### WHAT YOU SHOULD DO
Reproduce every record below, substituting "whole-number pixel coordinates" for "integer pixel coordinates" and changing nothing else. Omit the pictures from your output.
_ _ _ _ _
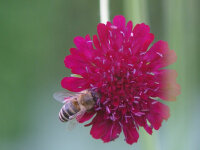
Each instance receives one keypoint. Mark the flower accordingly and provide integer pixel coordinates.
(129, 77)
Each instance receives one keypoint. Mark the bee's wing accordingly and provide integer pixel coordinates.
(78, 115)
(63, 96)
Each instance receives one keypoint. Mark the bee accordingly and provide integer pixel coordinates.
(75, 104)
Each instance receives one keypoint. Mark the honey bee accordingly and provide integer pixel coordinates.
(75, 104)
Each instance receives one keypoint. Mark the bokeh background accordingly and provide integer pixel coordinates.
(35, 36)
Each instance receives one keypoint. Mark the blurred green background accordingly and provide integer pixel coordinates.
(35, 36)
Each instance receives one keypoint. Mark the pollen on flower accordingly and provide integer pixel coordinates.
(119, 65)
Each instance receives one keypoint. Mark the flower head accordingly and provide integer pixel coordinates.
(129, 76)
_ _ _ _ _
### REPLY TO THE TASK
Each instance receives one keypoint. Mark the flower accordingly and provide whole-number pixel coordinates.
(129, 77)
Each instance receives one keypoint. Mark the bee's wing accordingly and provide whole-number pixel coordinates.
(78, 115)
(63, 96)
Each instance receives one keypoint. Mark the bee accordingly and provide whole-number pixel coordinates.
(75, 104)
Each instance receives one keypoint. Mark the honey bee accordingly and provide whole-number pixel coordinates.
(75, 104)
Each instance receives one keypoint. Mark the bokeh background accordingly and provide whole-number pixel coordinates.
(35, 36)
Each instance receives one keypoint. Mark the blurred green background accordingly and provide whole-number pixel coordinates.
(35, 36)
Each instance receives one keypoint. Mark the pollen on flower accordingly and provide whole-number pixel coordinates.
(119, 65)
Each instance receives one keypoint. Mark the flower head accordingly and provide whole-number pixel coordinates.
(129, 76)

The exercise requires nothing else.